Problem to solve
All entries below are to be returned exactly, with pictures left out.

Material to process
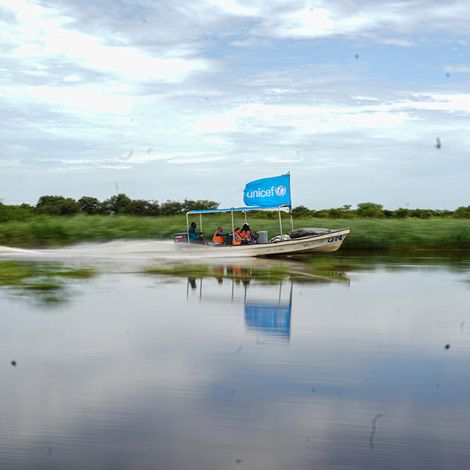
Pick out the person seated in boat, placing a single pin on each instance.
(194, 236)
(248, 237)
(236, 237)
(219, 236)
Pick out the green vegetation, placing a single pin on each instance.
(56, 221)
(366, 234)
(35, 276)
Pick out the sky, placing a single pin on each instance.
(361, 100)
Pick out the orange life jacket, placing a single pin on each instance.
(219, 239)
(237, 238)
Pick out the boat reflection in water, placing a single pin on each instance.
(267, 302)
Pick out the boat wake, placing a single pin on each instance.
(150, 250)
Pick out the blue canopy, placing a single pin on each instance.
(241, 209)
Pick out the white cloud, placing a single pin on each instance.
(457, 68)
(42, 34)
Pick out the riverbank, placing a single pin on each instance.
(366, 234)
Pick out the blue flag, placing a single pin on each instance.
(268, 192)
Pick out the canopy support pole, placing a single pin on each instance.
(233, 226)
(187, 226)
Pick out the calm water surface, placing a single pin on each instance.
(365, 366)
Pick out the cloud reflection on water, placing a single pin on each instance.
(139, 373)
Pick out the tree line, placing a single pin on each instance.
(121, 204)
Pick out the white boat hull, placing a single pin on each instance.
(324, 243)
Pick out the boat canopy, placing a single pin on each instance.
(239, 209)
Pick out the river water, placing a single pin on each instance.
(360, 362)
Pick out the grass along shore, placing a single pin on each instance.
(366, 234)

Exercise solution
Pick out the person seated in boat, placing a single pin on each instance.
(194, 236)
(248, 237)
(236, 237)
(219, 236)
Pick out the green vegetation, placing a single pin on each instance.
(56, 221)
(366, 234)
(35, 276)
Pick out the sky, placing a single pin on each instance.
(361, 100)
Pick out the orange life jacket, placing a single pin on each instance.
(219, 239)
(237, 238)
Pick out the boat reflection in water, placing a single pin on each instance.
(267, 302)
Pick out the boat wake, placing a single pin on each instance.
(150, 250)
Pick out the blue canopy, placing a single pin on each instance.
(241, 209)
Pick out the white cloud, placing a single pin on each instance.
(457, 68)
(42, 34)
Pick out the riverbank, placing a single pin on each instance.
(366, 234)
Pick out the blue flag, placing a single pin on each instance.
(268, 192)
Pick out the canopy support pole, placing a single pin on each instance.
(233, 226)
(187, 226)
Pick out the calm water surface, placing a single pin on each instance.
(365, 366)
Pick out the cloud reflection on water, placing a single pin on each instance.
(139, 373)
Pick out the tree line, placing a single pin on each instance.
(121, 204)
Pick out the white boat hull, placing a single pin on each instance.
(324, 243)
Pick out the boat canopy, placing a single pin on each instance.
(239, 209)
Pick out the river water, placing a single pin on each instance.
(360, 362)
Pick out the grass along shore, placing a single pin on each instance.
(366, 234)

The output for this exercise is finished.